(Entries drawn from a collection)
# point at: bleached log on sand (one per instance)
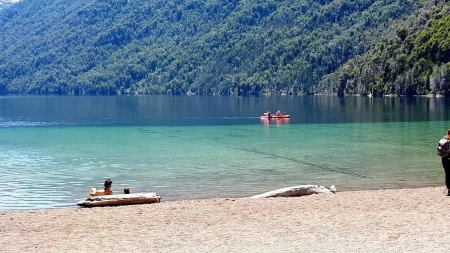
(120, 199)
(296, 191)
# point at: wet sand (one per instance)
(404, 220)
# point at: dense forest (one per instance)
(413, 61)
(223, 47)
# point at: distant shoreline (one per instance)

--

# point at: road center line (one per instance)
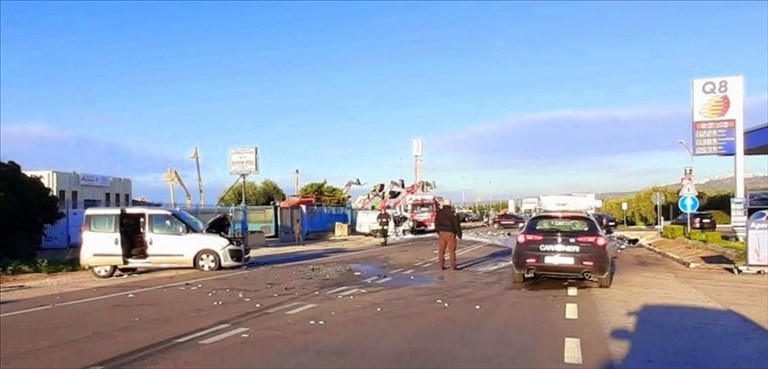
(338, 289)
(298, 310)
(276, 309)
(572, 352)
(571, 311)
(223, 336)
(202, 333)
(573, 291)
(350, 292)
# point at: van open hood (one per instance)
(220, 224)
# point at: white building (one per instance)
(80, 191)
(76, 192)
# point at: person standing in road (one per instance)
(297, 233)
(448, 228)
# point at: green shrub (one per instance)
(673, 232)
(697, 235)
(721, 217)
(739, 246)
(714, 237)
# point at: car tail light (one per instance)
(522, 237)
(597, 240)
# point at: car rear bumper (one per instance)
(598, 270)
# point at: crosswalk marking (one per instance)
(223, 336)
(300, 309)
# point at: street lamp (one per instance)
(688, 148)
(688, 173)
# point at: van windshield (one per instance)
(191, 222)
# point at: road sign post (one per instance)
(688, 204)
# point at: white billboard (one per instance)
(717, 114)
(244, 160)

*PROBLEM DESCRIPTION*. Present the lines of the records as a Markdown table with the columns Row and Line, beginning with the line that contains "# point at: bleached" and continuing through the line that contains "# point at: distant". Omit blank lines and leave the pictures out of the table.

*RESPONSE TO THIS TASK*.
| Row | Line |
|---|---|
| 1 | # point at: bleached log on sand (one per instance) |
| 2 | (120, 199) |
| 3 | (296, 191) |
| 4 | # point at: wet sand (one per instance) |
| 5 | (404, 220) |
| 6 | # point at: dense forest (one per instance) |
| 7 | (413, 61) |
| 8 | (223, 47) |
| 9 | # point at: distant shoreline (one per instance) |